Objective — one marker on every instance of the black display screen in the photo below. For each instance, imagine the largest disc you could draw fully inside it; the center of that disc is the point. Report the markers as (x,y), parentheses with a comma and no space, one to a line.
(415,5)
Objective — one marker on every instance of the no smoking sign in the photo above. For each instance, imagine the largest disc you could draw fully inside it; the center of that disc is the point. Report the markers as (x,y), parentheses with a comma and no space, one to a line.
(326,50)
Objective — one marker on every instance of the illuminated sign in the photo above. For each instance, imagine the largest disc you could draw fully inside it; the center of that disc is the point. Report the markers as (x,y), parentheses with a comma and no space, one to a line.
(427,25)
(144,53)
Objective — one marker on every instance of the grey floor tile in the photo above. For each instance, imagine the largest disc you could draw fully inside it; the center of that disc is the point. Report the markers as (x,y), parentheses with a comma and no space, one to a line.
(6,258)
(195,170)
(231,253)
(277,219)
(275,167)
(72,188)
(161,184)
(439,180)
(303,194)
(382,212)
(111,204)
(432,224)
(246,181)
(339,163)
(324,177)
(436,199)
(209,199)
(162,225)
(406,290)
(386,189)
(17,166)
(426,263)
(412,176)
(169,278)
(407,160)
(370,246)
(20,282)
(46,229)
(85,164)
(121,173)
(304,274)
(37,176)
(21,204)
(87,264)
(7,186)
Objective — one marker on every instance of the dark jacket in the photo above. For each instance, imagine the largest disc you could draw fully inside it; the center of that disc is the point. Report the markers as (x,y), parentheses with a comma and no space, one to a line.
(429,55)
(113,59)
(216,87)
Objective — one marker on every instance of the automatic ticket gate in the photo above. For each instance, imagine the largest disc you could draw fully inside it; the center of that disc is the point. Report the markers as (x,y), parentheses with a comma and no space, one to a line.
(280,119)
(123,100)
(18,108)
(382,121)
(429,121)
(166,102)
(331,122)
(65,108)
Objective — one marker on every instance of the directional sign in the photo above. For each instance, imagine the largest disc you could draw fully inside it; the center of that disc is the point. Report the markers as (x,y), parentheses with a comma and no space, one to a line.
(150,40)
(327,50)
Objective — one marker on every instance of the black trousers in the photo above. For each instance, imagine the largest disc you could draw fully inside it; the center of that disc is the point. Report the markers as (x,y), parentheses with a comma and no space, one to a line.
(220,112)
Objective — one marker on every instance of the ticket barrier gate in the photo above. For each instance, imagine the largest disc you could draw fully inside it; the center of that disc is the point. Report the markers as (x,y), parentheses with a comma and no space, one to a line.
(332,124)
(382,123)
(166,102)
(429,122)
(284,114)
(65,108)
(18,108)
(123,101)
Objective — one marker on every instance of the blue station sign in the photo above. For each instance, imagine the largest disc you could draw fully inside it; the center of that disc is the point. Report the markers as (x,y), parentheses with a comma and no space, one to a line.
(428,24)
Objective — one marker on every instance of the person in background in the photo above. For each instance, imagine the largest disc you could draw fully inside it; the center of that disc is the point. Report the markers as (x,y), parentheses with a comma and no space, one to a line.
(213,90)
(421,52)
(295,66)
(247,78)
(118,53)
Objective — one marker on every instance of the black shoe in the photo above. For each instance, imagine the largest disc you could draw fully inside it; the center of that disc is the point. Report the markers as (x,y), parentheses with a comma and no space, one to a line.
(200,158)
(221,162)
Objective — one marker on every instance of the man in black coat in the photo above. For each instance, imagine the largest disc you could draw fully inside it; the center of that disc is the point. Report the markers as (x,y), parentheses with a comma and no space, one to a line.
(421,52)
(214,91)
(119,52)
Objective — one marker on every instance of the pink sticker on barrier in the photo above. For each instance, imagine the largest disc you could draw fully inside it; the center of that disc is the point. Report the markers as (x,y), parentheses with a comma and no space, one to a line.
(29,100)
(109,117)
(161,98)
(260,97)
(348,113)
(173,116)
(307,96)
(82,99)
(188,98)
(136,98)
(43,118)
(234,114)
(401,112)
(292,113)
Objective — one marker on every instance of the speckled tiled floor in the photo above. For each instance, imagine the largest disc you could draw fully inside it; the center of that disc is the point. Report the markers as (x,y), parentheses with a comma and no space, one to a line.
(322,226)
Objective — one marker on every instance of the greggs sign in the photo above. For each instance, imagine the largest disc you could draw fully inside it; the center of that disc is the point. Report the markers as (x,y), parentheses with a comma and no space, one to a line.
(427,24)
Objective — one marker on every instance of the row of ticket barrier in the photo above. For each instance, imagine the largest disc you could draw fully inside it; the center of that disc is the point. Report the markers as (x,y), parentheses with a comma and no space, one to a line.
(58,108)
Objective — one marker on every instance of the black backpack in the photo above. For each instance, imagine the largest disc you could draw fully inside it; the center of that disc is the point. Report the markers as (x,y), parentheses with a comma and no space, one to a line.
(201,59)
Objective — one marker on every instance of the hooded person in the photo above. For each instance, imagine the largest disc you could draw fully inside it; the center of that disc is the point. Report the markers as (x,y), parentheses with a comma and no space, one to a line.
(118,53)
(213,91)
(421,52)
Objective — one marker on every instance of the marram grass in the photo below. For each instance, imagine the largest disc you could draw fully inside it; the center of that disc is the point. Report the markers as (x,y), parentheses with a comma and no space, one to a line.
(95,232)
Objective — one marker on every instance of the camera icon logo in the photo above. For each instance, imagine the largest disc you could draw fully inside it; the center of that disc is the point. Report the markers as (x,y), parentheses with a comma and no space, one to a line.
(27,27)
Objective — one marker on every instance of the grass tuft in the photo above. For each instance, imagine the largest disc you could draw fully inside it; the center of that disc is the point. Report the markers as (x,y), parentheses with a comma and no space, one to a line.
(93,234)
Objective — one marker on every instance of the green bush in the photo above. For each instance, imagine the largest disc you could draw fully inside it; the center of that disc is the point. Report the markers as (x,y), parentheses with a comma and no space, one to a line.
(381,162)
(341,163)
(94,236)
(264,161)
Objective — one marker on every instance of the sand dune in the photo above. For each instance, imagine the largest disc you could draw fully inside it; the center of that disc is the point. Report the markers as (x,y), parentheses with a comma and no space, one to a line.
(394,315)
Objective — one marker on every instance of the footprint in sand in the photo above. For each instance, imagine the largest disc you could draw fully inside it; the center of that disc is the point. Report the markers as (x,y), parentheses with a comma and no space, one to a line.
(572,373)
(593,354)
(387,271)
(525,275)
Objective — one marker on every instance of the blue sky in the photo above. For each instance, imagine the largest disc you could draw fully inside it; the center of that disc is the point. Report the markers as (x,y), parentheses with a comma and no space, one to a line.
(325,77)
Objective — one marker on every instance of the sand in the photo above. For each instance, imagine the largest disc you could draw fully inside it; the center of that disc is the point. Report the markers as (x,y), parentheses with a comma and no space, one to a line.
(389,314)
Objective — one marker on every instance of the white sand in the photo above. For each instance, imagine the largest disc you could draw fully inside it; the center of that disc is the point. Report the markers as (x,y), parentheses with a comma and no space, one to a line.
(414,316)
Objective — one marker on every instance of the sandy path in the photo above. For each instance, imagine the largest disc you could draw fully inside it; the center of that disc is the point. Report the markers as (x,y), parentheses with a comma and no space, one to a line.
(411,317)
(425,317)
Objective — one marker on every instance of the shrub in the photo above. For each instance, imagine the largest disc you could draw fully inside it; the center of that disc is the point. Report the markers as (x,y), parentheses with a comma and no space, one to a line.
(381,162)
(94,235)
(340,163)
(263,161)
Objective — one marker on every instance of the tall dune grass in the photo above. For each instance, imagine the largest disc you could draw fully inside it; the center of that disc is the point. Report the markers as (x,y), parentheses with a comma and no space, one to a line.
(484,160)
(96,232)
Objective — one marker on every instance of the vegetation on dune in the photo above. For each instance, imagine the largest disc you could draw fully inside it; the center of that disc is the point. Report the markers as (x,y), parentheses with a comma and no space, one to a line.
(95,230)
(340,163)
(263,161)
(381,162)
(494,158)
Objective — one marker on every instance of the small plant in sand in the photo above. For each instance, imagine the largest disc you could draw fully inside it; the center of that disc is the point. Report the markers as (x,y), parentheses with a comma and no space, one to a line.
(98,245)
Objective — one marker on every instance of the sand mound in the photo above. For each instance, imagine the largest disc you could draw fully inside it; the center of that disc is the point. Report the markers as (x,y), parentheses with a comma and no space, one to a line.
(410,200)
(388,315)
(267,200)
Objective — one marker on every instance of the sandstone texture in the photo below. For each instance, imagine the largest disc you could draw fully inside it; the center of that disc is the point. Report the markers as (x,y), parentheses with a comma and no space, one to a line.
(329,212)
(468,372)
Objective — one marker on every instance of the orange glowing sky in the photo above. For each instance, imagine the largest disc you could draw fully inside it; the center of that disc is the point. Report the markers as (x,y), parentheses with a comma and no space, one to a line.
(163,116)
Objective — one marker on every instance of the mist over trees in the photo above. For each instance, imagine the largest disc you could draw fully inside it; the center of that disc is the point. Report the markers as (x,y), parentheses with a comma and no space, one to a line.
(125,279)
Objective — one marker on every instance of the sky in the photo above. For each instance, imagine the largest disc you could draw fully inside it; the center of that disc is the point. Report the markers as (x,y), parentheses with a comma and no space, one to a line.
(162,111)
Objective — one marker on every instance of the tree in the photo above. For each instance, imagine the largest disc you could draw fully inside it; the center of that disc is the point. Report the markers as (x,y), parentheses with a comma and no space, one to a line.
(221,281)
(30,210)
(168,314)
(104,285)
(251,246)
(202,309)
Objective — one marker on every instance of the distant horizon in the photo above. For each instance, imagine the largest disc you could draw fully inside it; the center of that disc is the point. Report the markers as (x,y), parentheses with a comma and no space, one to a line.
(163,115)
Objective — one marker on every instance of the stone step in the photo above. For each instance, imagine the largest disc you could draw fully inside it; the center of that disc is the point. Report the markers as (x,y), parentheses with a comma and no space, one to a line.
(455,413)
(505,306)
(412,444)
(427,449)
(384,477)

> AIM OF THE EXERCISE
Only the lines from the one containing "Objective — one marker on every instance of the tree" to the end of the listing belong in the output, each reproduced exactly.

> WRITTEN RESPONSE
Objective — one marker on every instance of the tree in the photo above. For each instance, imagine the largest disc you could draw fully inside it; the center of that disc is the point. Report the markers as (x,y), parentheses with a comma and no space, one to a line.
(221,281)
(30,210)
(168,314)
(104,285)
(251,246)
(202,309)
Objective — one marker on every instance of the distant horizon in the photo above. For each instance, imagine the largest disc you could draw fully inside it; the center of that disc is the point. Report the markers as (x,y), parentheses with a comma and no space, one to a line.
(163,115)
Objective — one marker on every instance of the stone step in the photo above. For each instance, imagine the largest disc you could draw fully inside it; the center of that disc is the point. Report the markers as (x,y), parentheses with a comma and no space, one to a line.
(455,413)
(505,306)
(412,444)
(427,449)
(384,477)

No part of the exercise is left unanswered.